Start of Block
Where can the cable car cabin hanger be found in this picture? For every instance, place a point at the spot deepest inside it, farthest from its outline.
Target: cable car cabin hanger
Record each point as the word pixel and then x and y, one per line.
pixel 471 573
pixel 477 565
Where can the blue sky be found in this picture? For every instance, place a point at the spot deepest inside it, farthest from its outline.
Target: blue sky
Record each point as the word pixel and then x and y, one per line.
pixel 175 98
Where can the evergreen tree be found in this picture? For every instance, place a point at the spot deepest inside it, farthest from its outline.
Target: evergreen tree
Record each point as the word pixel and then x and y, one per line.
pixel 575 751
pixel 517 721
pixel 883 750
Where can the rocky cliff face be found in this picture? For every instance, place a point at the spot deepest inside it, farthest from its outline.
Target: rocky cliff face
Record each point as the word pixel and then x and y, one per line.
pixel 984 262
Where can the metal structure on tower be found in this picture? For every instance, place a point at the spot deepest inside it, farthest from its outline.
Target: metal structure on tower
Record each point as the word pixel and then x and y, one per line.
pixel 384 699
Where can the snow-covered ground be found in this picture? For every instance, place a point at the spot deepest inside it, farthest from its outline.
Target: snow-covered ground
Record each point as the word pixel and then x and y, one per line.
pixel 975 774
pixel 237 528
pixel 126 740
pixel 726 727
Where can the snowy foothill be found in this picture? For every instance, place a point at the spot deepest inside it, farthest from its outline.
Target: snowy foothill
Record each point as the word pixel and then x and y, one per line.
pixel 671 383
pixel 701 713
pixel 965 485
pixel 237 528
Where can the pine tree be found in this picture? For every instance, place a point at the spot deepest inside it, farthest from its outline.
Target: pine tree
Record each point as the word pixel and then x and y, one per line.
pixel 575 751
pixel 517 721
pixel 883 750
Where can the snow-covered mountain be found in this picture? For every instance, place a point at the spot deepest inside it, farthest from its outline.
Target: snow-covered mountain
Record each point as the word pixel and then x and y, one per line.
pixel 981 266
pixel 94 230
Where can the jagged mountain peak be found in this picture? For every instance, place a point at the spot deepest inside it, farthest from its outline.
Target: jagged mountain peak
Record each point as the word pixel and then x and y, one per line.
End of Block
--- Task details ---
Word for word, repeat the records above.

--- Answer box ---
Where can the cable car cabin hanger be found in this picture? For every instance, place a point at the spot deepest inside it, farthest from its outline.
Target: cable car cabin hanger
Record each point as the word pixel and then x and y, one per line.
pixel 471 573
pixel 477 565
Where can the blue sky be found in this picture? For every instance, place a point at the spot deepest inside it, farthest from its outline.
Target: blue sky
Record each point as the word pixel and then x and y, one per line.
pixel 175 98
Where can the evergreen tree be found in this picture? For every instance, place a point at the spot deepest inside it, farthest from its outline.
Target: evergreen tree
Record each point as the word pixel and then x and y, one per line.
pixel 575 751
pixel 517 721
pixel 883 750
Where can the rocky cliff face be found in this picture? For every instance, place a point at the spot deepest inside it, farthest from its outline.
Target: rocky cliff face
Record each point as the word pixel and then x and y, one per line.
pixel 984 262
Where can the metal structure on tower be found in this picture? For every instance, place a point at the spot deepest inside it, farthest from its outline.
Target: metal structure on tower
Record each point as the word pixel and then x and y, one per line.
pixel 384 699
Where can the snow-covered ground be found in this picture? For every instance, place a point at the spot deepest inside it, farthest from its outline.
Target: snow-covered ground
Record each point as the word pixel and then x and y, one per line.
pixel 975 774
pixel 237 528
pixel 126 740
pixel 726 727
Where can the snowy foothill be found in this picture? For every instance, place a point at the spot deepest inside it, farthest from its outline.
Target: snowy foothill
Record each point as the word pixel and then x and y, one per line.
pixel 671 383
pixel 701 713
pixel 965 485
pixel 237 528
Where can the pine tree be found in this picture? For every instance, place a point at the spot deepest inside it, farthest from its outline.
Target: pine tree
Record each point as the word pixel and then x and y, one per line.
pixel 575 751
pixel 517 721
pixel 883 750
Where can the snow-covered mountain be found in this picture? For every instance, place a point at the spot deepest inside it, farthest from its outline.
Target: snow-covered mountain
Record each point as the word pixel and then x and y, one per line.
pixel 981 266
pixel 94 230
Where can the jagged mountain peak be found in this picture? For every instance, place a point at the spot deepest inside it, farthest from its outline.
Target: jagged mountain peak
Record each point as the word pixel and then x and y, one per line.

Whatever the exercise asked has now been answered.